Brano da leggere
☆ ☆ ☆

A. Feniello - A.Vanoli - Laterza Editori

Venti oggetti per orientarsi nella storia di una civiltà, quella del Mediterraneo, fatta di incontri e di scontri, condivisioni e dissonanze. “Mare tra le terre”, testimone di “genti, religioni, vite, amori, terrori, passioni e paure che si sono accavallate per millenni”, il Mediterraneo viene ripercorso, da Gibilterra alle coste del Medio Oriente, da Venezia ad Alessandria d’Egitto, lungo le rotte, diverse e comuni, della sua storia materiale: “una storia di oggetti che possa aiutarci a conoscere e ricordare le nostre comuni radici”. 

Si parte dal pane, materia della condivisione per antonomasia, per finire alla fontana. Passando per la rete, la chitarra, l’abaco e la valigia. “Oggetti semplici, quotidiani e strani, ordinari e curiosi” che creano una trama densa, una narrazione che ha “il volto di Ulisse e di Enea, delle galee romane e di loro profumi”. Di suoni, cibi e tradizioni. Di guerre e di paci.

Senza pretesa di sistematicità il racconto si dipana lungo tre concetti tipici di tutti i mari ma del Mediterraneo in particolare. Tre coordinate che sono altrettante occasioni di ripensare il “mare nostrum”: scambio, navigazione, migrazione.

“Lo scambio con la sua estensione palpabile, fatto non solo di merci, ma di rade e porti, di città e magazzini, di negozi e uomini, di sapori, spezie, culture e ricchezze, di vita e di morte”. Poi, la navigazione. Con la miriade delle sue facce che sanno di “naufragi e mostri marini” ma anche di rivoluzioni nautiche, di vele e cannoni, “di motori che cambiano tempi e velocità”.

☆ ☆ ☆

Dati di localizzazione spaziale
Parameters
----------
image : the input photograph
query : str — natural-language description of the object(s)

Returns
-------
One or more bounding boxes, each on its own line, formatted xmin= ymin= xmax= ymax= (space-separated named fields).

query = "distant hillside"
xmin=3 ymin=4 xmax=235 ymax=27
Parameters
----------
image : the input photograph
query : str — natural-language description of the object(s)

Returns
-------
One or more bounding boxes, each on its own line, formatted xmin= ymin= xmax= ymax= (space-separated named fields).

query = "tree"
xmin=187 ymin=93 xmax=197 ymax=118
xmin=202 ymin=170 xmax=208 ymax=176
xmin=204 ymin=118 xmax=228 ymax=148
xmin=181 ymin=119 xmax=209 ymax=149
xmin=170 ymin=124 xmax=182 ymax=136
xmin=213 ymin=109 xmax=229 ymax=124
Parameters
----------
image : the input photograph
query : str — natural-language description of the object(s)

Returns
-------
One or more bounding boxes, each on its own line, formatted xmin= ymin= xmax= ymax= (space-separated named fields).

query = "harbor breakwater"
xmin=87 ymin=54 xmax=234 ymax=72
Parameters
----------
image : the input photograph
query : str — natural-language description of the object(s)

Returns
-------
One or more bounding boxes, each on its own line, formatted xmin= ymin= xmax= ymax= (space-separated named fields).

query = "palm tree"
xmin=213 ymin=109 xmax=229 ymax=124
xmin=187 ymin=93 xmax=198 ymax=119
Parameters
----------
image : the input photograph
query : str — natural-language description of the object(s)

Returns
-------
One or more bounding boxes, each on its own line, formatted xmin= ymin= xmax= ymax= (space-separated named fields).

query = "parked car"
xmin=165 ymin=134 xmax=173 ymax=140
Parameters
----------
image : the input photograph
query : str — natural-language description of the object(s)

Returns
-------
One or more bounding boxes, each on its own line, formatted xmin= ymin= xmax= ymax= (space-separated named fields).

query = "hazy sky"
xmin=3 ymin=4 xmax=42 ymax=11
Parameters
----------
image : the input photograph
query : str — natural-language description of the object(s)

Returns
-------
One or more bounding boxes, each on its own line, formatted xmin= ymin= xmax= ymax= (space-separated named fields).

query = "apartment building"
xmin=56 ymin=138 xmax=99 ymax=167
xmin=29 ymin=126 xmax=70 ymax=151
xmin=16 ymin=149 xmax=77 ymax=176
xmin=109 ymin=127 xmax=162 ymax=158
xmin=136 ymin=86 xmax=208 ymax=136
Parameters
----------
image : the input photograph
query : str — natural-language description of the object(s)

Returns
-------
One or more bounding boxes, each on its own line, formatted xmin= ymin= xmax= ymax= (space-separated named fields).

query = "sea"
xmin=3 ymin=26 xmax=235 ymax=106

☆ ☆ ☆

Cosa fare
[1] Secondo il brano sul Mediterraneo, quali sono le tre coordinate lungo cui si sviluppa il racconto?
[2] Prosegui il brano sul Mediterraneo a partire dall'ultima frase riportata.
I record non hanno alcun ruolo in queste attività.

Soluzioni
[1] Scambio, navigazione e migrazione.

[2]
È lungo questa direttrice qui che emergono le suggestioni più affascinanti che legano il passato al presente e al futuro del Mediterraneo. L’invenzione ad Amalfi della bussola, strumento che permette di padroneggiare finalmente il mare aperto, innescando la rivoluzione commerciale che ci porterà nell’era moderna; l’evoluzione, in pieno medioevo, della tecnica della pesca con reti, prodromo di una “nuova coscienza per la protezione dell’habitat naturale, dei cicli biologici e di ripopolamento della fauna marina”; l’anticipazione, con almeno due millenni di anticipo sul container, del principio di standardizzazione nel trasporto marittimo grazie all’uso dell’anfora, “con la sua forma a punta utilissima soprattutto per lo stivaggio, infilata tra i banconi forati nelle pance delle navi”, e successivamente della botte, che si impose in virtù dei vantaggi economici garantiti dal minor peso e dalla grande flessibilità d’uso.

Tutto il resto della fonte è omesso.